• _About this task_
Every entry needs to be given again exactly as it reads.

***** Task material *****

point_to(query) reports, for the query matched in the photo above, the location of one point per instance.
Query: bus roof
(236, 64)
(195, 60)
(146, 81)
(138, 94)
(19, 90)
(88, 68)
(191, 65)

*****

• _Written solution_
point_to(query) reports, for the query matched in the photo above, the location of one point per instance.
Query: bus roof
(236, 64)
(195, 60)
(146, 81)
(138, 94)
(19, 90)
(88, 68)
(191, 65)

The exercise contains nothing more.